For federally-funded scientists, the shutdown problems have been compounded by the budget sequestration, which forced deep cuts in funding for science, technology, and medical research. Before last month’s funding gap, the NSF’s budget had already shrunk by $283 million this year, forcing the agency to support 1,000 fewer grants and 1,600 fewer graduate research fellows. The National Institutes of Health took an even bigger hit, with $1.6 billion cut from its budget in 2013 alone.

If the sequestration continues, the agency is expected to lose $19 billion in funding over the next eight years. A survey presented to Congress last week by the American Society for Biochemistry and Molecular Biology found that of 3,700 polled, 55 percent knew colleagues who had lost their jobs due to funding pressure, 68 percent said they did not have funds to expand their research, and 53 percent had turned away talented young researchers from their programs.

It’s hard to overstate the cumulative impact that this uncertainty will have on the future of science research. Aside from the obvious scientific and economic losses, the U.S. risks losing years of new ideas and discoveries, the driving force of American innovation and global competitiveness. Worse still, the instability has alienated a new generation of scientists. Faced with dwindling job prospects and a political climate that is increasingly hostile to science, young researchers are starting to look overseas for research opportunities, and some are even leaving the field altogether.

“It’s very demoralizing,” said Rosenberg. “People are starting to wonder if this is what they want to do with their careers.”

*Problem set*.
[1] Decide whether each statement agrees with the passage on science funding cuts. Answer yes or no for each and quote the deciding words. (a) The NSF's budget had shrunk by $283 million this year before last month's funding gap. (b) The National Institutes of Health lost $1.6 billion from its budget in 2013 alone. (c) The survey presented to Congress polled 5,000 people.
[2] Please retype the passage on science funding cuts from "It’s hard to" up to and including "the field altogether.".

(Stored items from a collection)
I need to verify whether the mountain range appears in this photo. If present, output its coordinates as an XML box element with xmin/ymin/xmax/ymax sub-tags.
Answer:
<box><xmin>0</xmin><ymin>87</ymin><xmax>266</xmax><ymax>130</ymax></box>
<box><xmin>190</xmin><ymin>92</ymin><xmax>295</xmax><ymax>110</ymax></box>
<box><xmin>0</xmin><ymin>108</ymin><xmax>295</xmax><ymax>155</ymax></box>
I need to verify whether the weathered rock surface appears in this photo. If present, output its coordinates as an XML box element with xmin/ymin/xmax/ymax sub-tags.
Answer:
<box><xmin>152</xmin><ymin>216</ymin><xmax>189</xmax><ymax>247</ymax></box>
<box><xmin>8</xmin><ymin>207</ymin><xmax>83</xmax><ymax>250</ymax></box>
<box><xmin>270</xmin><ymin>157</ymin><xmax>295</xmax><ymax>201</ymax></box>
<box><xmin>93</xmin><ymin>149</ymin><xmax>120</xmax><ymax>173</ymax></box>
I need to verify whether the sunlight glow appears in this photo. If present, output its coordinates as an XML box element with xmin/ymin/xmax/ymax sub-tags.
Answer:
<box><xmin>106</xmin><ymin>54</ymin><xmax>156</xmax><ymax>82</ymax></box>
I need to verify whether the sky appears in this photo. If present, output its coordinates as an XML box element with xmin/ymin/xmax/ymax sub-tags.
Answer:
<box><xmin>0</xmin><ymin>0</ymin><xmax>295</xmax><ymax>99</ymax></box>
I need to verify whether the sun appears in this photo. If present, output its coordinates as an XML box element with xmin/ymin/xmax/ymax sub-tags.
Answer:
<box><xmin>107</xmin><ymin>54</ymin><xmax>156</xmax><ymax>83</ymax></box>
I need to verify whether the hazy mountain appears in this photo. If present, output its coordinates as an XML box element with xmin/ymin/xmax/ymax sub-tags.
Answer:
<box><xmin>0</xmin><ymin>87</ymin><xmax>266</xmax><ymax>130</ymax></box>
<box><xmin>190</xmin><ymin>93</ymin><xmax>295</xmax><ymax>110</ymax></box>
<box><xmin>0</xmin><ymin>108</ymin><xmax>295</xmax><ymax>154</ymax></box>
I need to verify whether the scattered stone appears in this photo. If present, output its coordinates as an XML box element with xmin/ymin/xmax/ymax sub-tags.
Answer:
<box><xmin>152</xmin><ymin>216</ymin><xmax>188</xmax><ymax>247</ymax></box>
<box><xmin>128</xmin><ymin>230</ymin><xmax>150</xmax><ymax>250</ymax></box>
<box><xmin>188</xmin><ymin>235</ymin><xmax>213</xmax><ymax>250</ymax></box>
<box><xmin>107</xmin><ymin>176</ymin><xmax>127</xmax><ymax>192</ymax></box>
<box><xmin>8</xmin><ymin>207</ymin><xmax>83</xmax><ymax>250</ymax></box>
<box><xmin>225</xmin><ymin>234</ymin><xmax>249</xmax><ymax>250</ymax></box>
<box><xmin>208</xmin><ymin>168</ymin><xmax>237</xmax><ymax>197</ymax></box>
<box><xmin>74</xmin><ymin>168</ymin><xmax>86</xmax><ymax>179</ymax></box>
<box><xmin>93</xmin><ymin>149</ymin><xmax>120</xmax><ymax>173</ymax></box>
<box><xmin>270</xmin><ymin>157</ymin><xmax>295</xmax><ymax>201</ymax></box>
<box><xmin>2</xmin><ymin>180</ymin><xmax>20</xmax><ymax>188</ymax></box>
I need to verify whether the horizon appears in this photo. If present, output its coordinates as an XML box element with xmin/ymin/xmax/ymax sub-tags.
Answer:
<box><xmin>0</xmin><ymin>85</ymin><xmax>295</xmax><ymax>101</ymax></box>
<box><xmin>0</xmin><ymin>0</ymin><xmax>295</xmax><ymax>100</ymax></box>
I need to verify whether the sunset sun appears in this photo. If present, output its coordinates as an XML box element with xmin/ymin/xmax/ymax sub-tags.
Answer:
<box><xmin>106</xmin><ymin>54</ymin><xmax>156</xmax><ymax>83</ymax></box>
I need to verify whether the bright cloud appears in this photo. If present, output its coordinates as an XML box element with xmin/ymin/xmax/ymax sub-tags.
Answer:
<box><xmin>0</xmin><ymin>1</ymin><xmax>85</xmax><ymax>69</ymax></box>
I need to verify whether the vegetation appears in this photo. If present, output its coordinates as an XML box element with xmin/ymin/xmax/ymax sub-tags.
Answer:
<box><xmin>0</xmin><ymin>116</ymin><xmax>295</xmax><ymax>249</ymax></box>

*Solutions to the problems*.
[1]
(a) Yes: "Before last month’s funding gap, the NSF’s budget had already shrunk by $283 million this year"
(b) Yes: "with $1.6 billion cut from its budget in 2013 alone"
(c) No: "of 3,700 polled"

[2]
It’s hard to overstate the cumulative impact that this uncertainty will have on the future of science research. Aside from the obvious scientific and economic losses, the U.S. risks losing years of new ideas and discoveries, the driving force of American innovation and global competitiveness. Worse still, the instability has alienated a new generation of scientists. Faced with dwindling job prospects and a political climate that is increasingly hostile to science, young researchers are starting to look overseas for research opportunities, and some are even leaving the field altogether.